## Aim of the exercise
Count the lines in the records below that contain the word "part". Reply with the number alone.

++++ Input for this task

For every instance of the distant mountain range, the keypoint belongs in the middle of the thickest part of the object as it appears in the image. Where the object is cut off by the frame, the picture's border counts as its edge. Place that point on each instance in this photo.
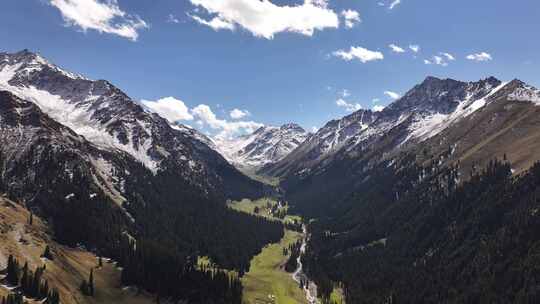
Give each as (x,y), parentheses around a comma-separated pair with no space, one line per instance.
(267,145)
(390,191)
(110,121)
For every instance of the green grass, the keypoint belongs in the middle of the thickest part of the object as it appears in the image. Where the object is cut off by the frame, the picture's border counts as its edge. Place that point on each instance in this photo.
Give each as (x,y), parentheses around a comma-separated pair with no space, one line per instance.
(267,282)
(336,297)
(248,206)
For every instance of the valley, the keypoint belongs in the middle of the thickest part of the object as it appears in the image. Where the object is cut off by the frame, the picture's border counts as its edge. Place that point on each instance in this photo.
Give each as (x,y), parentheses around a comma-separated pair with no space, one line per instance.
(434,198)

++++++++
++++ Input for this task

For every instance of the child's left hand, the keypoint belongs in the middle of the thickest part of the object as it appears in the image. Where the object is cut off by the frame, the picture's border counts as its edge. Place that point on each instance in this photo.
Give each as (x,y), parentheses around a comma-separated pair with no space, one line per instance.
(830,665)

++++++++

## Result of the task
4